_About this task_
Can you quote the records below in full, word for word?
┏━━
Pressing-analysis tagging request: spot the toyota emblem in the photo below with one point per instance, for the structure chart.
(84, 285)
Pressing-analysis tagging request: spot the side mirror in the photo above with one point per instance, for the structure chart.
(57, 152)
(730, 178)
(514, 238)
┗━━
_Task response_
Pressing-analysis tagging request: spot the toyota emblem in the photo below with one point per instance, for the structure chart.
(84, 285)
Pressing-analysis tagging request: spot the side mirror in the photo above with one point per instance, for the structure chart.
(57, 152)
(730, 178)
(514, 238)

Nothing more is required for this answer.